-- TASK TO COMPLETE --
Rewrite the material below with every "one point per instance" switched to "one point per object" and everything else left unchanged. Leave the pictures out of your answer.

Collection entries

----------

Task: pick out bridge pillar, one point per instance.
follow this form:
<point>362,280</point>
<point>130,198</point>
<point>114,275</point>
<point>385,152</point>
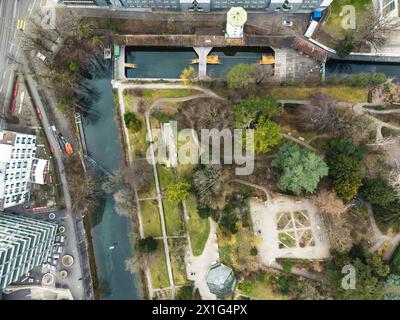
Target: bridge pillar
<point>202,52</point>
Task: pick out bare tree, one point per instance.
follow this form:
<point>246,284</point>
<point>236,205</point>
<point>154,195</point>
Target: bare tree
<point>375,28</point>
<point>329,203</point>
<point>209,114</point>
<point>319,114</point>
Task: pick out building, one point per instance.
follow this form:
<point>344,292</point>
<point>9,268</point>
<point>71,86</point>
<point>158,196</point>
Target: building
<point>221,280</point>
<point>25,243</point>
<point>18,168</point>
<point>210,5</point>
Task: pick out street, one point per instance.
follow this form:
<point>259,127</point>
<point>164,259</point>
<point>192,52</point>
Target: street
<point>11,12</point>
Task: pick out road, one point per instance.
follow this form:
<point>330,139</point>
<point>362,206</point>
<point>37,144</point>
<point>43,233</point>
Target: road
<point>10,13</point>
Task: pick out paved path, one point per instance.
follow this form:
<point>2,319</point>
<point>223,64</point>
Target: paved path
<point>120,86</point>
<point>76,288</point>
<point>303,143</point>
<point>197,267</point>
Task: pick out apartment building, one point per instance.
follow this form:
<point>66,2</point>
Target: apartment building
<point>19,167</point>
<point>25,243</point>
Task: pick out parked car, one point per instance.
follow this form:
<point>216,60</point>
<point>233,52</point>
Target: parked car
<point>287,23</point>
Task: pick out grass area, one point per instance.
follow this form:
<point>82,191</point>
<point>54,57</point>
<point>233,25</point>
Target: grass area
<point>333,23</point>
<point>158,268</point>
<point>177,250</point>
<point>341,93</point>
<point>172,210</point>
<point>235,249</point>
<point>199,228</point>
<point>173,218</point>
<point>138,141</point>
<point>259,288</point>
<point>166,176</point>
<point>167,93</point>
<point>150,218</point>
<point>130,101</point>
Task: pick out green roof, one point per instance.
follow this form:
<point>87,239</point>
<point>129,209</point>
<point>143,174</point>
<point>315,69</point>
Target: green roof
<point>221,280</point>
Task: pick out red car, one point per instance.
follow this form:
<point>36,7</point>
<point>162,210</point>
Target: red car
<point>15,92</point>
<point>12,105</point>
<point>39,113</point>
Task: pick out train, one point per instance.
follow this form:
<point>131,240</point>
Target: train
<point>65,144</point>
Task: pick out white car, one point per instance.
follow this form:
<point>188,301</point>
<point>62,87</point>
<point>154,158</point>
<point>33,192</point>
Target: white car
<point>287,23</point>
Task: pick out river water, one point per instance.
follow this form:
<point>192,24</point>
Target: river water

----------

-- SOLUTION --
Task: pick out bridge pillar, one point per object.
follow this form:
<point>362,280</point>
<point>130,198</point>
<point>114,275</point>
<point>385,152</point>
Target: bridge pillar
<point>202,52</point>
Task: pick out bare tree, one point per object.
follow this form:
<point>246,284</point>
<point>236,205</point>
<point>154,195</point>
Target: bare tree
<point>375,28</point>
<point>329,203</point>
<point>209,114</point>
<point>319,114</point>
Task: pick out building, one point per object.
follow this form:
<point>344,292</point>
<point>9,268</point>
<point>71,86</point>
<point>158,196</point>
Target: building
<point>221,280</point>
<point>25,243</point>
<point>18,168</point>
<point>210,5</point>
Task: pick out street, one point per object.
follow this form:
<point>259,127</point>
<point>164,259</point>
<point>192,52</point>
Target: street
<point>11,12</point>
Task: pick out road, one point per object.
follow this form:
<point>330,139</point>
<point>362,206</point>
<point>37,144</point>
<point>43,233</point>
Target: road
<point>10,13</point>
Task: pick out paved path, one point per object.
follow this form:
<point>2,319</point>
<point>223,64</point>
Target: paved path
<point>120,86</point>
<point>76,288</point>
<point>303,143</point>
<point>197,267</point>
Task: pick out apartment building, one point per object.
follow this form:
<point>66,2</point>
Target: apartment building
<point>19,167</point>
<point>25,243</point>
Task: pick out parked car, one point per object.
follow this form:
<point>216,60</point>
<point>233,52</point>
Target: parked car
<point>287,23</point>
Task: pick out grass area, one point per object.
follow this form:
<point>82,191</point>
<point>54,57</point>
<point>233,25</point>
Target: grass area
<point>333,23</point>
<point>158,268</point>
<point>177,250</point>
<point>341,93</point>
<point>172,210</point>
<point>235,249</point>
<point>199,228</point>
<point>173,218</point>
<point>138,141</point>
<point>259,288</point>
<point>166,176</point>
<point>167,93</point>
<point>150,218</point>
<point>130,101</point>
Task: pick out green roof, one point per object.
follow this form:
<point>87,239</point>
<point>129,209</point>
<point>143,174</point>
<point>315,69</point>
Target: green roof
<point>221,280</point>
Task: pick out red car, one point per object.
follow this form:
<point>36,7</point>
<point>162,210</point>
Target: red car
<point>15,92</point>
<point>12,105</point>
<point>39,113</point>
Task: pick out train, one point per object.
follow this form:
<point>131,240</point>
Target: train
<point>65,144</point>
Task: pick out white car, one point per object.
follow this form:
<point>188,301</point>
<point>62,87</point>
<point>154,158</point>
<point>33,192</point>
Target: white car
<point>287,23</point>
Task: pick out river water, one point per object.
follow this form:
<point>192,24</point>
Target: river water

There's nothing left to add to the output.